▸ **Items in a dataset**
◆ ◆ ◆ ◆ ◆

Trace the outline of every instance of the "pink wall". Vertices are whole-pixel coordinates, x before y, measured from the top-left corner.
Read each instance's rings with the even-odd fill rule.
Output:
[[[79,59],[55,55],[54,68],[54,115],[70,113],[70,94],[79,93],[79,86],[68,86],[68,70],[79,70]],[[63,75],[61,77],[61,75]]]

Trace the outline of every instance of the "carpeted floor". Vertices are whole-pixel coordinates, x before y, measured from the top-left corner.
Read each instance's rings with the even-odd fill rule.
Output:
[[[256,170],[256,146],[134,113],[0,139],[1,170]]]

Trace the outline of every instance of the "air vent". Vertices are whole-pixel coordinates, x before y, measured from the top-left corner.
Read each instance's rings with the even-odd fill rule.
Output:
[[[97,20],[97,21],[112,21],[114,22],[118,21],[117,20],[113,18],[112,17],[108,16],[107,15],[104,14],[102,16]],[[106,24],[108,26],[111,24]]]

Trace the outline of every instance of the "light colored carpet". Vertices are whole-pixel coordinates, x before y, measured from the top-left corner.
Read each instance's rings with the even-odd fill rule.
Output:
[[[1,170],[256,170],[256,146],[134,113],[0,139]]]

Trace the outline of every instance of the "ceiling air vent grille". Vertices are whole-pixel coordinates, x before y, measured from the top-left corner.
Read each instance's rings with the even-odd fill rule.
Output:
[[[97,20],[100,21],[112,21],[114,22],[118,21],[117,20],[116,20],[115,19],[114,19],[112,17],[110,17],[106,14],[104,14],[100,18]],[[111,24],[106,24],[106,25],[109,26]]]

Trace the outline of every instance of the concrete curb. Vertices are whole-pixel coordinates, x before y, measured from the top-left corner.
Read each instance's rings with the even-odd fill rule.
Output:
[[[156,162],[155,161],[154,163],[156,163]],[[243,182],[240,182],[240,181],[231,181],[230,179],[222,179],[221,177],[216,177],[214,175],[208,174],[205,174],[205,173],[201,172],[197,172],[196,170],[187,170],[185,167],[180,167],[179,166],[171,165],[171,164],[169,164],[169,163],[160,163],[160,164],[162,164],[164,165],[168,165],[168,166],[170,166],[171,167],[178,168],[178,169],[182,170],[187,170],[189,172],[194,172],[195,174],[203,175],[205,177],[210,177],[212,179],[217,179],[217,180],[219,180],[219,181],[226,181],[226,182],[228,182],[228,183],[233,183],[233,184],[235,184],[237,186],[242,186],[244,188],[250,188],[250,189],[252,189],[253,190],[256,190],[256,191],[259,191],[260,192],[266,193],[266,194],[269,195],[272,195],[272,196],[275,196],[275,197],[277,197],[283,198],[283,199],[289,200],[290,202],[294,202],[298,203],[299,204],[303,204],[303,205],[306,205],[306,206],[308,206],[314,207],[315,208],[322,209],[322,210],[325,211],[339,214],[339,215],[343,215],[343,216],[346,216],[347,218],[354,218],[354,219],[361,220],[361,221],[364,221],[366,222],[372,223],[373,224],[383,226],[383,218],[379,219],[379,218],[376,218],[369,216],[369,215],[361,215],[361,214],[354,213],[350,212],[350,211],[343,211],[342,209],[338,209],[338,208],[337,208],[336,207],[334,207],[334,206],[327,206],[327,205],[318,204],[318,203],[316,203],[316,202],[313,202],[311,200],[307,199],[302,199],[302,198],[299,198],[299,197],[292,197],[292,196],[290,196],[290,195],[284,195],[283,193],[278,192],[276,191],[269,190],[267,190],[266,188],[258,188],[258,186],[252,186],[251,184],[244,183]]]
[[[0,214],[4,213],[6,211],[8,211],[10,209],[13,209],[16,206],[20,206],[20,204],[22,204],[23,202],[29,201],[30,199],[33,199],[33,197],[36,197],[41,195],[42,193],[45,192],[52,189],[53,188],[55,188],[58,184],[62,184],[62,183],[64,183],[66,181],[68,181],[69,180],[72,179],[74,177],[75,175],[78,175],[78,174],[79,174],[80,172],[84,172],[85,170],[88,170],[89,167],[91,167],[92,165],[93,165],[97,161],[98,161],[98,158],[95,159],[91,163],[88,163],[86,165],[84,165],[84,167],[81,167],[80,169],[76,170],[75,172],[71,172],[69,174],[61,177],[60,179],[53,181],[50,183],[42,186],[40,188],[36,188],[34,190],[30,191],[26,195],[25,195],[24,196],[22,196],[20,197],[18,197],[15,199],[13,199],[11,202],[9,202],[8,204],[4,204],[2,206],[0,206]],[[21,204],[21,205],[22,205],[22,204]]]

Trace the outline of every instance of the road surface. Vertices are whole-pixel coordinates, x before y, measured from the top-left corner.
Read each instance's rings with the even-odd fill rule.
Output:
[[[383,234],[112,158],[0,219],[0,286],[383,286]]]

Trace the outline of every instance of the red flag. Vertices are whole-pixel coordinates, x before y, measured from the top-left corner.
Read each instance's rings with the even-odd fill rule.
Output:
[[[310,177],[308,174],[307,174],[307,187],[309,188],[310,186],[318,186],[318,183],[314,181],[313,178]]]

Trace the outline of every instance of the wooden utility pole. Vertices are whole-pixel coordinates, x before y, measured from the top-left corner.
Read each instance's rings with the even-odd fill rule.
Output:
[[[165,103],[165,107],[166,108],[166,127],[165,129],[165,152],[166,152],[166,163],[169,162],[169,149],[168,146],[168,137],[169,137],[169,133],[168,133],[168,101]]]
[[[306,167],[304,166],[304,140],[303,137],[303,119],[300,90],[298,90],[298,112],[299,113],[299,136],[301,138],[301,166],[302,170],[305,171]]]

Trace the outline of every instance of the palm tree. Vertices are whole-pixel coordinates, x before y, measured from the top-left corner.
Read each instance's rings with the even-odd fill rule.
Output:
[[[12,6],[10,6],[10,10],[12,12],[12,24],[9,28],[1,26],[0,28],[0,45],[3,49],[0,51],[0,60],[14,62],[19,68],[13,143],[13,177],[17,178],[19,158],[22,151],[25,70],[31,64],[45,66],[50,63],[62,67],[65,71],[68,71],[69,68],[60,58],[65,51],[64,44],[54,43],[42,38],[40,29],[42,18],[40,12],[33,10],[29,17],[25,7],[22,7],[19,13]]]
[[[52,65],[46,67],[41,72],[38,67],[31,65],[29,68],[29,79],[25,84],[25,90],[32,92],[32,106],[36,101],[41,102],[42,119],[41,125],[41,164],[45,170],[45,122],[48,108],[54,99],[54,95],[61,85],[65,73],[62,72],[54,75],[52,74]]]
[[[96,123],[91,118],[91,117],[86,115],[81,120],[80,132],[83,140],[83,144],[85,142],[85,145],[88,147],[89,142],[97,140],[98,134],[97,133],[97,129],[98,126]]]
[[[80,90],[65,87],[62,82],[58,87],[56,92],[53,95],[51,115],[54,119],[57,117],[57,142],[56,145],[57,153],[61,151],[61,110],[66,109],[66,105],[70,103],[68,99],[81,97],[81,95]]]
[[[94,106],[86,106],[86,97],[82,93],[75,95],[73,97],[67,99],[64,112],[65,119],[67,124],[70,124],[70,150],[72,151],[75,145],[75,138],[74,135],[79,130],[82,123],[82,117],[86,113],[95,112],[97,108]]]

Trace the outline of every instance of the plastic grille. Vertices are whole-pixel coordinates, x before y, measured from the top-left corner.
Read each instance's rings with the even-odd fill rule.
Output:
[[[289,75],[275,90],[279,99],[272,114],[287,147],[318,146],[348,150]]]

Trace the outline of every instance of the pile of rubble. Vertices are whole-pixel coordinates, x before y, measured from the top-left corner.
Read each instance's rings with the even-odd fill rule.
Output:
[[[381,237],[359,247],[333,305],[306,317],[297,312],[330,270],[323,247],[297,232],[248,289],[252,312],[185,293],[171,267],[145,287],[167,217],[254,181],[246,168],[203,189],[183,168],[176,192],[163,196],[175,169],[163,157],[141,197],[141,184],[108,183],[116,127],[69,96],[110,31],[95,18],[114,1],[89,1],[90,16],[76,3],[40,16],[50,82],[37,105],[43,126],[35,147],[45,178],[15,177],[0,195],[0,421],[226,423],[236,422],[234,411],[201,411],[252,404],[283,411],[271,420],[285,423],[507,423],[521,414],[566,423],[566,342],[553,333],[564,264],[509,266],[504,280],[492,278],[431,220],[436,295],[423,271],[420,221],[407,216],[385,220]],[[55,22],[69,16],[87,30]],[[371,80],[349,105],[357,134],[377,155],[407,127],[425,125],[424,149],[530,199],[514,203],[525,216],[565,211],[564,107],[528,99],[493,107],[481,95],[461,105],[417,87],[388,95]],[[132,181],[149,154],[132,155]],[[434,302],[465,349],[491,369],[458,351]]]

◆ ◆ ◆ ◆ ◆

Pull out each line in the entries above that contains the string "vent".

▸ **Result**
Trace the outline of every instance of the "air vent". Vertices are whole-pixel coordinates, x before y, measured from the top-left corner.
Trace the outline of every instance of the "ceiling air vent grille". Vertices are whole-pixel coordinates, x before y, measured from the top-left corner.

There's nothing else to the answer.